> [PAGE EXCERPT]:

+-------+

If there’s one thing military life has taught you, it’s to always expect the unexpected. When it comes to personal finance, budgeting can only get you so far. It’s the unexpected expenses of life that can turn your world upside down, from events such as a job loss, medical emergency, home repairs, or unplanned travel expenses — and they always come at the worst times.

That’s why it’s so important to have an emergency fund, especially as the threat of a recession looms over our heads.

What Is an Emergency Fund?

An emergency fund is a cash reserve you specifically set aside for unplanned expenses or financial emergencies. Some common examples of things you might use your emergency fund on include car repairs, home repairs, medical bills, or a loss of income.

In general, emergency funds can be used for large or small unplanned expenses that are not part of your routine monthly cash flow.

Who Needs an Emergency Fund?

No one is immune to emergencies — even servicemembers who are thought to have very stable job situations. Some may be forced out of the service through a force reduction or may experience layoffs and reductions in the civilian workforce after a transition or retirement.

In these situations, some military families may be tempted to rely on credit cards, loans, or even pull from retirement funds to cover costs; which can set them backwards and turn into high-interest debt. A better option is to start building an emergency fund.

How Big Should Your Emergency Fund Be?

When you’re ready to decide how big your emergency fund should be, most experts recommend you consider setting aside three to six months’ worth of your salary. However, since your emergency fund is only meant to keep you financially afloat for a while, it might be smarter to base the size of your emergency fund on the amount you normally spend during a three- to six-month period.

How to Calculate Your Monthly Expenses

When you’re calculating how much money to have in your emergency fund, the first step is to calculate your monthly expenses. Go through credit card and bank statements to see what you spend, on average, per month. Be sure to include all fixed expenses, such as rent/mortgage and utilities. Ignore any expenses that are not essential, such as vacations and entertainment. The idea here is that, if you lose one income for a period of time, you will be able to cut back on certain expenditures until your income is stable again.

Helpful Tip: If you have a spouse earning a second income, you won’t need to keep as much money in your emergency fund as would someone else who is the sole provider for their family. In their case, it is important they determine the bills their income will cover and calculate how much extra they would need per month to sustain themselves.

+-------+

> [LISTED ENTRIES]:
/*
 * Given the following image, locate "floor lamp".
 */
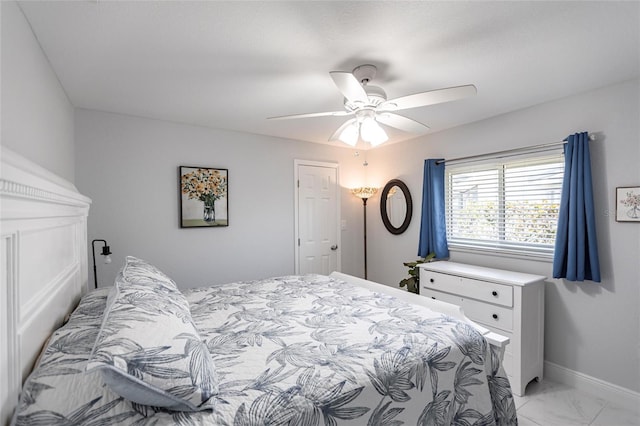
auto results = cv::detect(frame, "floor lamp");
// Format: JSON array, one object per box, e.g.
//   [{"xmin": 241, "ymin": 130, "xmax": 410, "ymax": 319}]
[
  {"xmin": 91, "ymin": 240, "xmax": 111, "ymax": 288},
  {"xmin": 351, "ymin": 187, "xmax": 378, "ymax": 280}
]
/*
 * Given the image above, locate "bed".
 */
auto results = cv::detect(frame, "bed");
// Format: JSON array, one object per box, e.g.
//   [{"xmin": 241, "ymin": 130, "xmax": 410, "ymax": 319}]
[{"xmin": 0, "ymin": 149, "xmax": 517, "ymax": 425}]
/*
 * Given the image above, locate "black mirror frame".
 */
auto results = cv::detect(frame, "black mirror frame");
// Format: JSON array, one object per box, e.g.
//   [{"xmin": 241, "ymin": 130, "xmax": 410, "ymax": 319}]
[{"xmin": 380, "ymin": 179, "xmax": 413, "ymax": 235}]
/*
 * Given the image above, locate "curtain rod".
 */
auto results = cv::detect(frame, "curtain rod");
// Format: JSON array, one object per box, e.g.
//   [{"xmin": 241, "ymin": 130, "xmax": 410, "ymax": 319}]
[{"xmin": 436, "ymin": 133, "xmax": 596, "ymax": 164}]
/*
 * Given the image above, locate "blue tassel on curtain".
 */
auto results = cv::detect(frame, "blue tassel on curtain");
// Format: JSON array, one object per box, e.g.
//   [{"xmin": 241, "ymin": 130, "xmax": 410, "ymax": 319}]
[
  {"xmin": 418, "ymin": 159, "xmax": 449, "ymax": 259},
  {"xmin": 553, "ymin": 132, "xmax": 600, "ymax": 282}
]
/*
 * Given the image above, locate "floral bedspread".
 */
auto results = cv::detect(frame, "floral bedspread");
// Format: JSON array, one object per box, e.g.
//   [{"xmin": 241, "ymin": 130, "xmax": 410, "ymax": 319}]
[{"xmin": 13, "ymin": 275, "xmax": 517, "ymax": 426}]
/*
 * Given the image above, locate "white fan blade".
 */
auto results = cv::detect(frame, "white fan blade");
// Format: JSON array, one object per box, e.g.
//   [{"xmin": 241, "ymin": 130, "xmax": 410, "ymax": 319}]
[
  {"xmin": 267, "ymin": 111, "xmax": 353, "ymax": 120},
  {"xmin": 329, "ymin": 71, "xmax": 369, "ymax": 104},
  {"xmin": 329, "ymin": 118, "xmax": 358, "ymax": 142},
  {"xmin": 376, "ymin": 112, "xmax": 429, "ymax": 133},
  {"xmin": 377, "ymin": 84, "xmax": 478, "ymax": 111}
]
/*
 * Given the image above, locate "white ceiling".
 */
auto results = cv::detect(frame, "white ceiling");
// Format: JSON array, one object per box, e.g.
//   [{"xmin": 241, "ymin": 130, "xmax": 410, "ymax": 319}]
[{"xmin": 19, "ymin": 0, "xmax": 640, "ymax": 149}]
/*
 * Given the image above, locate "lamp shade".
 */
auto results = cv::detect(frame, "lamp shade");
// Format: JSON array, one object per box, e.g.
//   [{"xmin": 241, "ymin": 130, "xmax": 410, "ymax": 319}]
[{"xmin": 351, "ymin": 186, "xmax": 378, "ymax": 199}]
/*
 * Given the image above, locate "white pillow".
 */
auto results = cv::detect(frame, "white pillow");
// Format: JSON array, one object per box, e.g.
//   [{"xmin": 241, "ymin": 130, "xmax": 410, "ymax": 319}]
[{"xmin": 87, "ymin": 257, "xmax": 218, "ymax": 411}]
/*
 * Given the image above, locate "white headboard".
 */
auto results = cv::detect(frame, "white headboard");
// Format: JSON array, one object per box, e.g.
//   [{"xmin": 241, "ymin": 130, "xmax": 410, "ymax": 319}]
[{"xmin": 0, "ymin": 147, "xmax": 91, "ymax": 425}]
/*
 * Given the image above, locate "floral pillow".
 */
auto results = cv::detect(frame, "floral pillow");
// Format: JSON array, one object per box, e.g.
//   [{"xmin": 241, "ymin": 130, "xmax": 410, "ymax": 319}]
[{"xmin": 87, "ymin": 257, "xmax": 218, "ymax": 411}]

+-------+

Answer these from the emergency fund article:
(a) How much of your salary do most experts recommend setting aside?
(b) What kinds of expenses should you ignore when working out your monthly expenses?
(c) What might some military families be tempted to use to cover costs in place of an emergency fund?

(a) Three to six months' worth of your salary.
(b) Expenses that are not essential, such as vacations and entertainment.
(c) Credit cards, loans, or even retirement funds.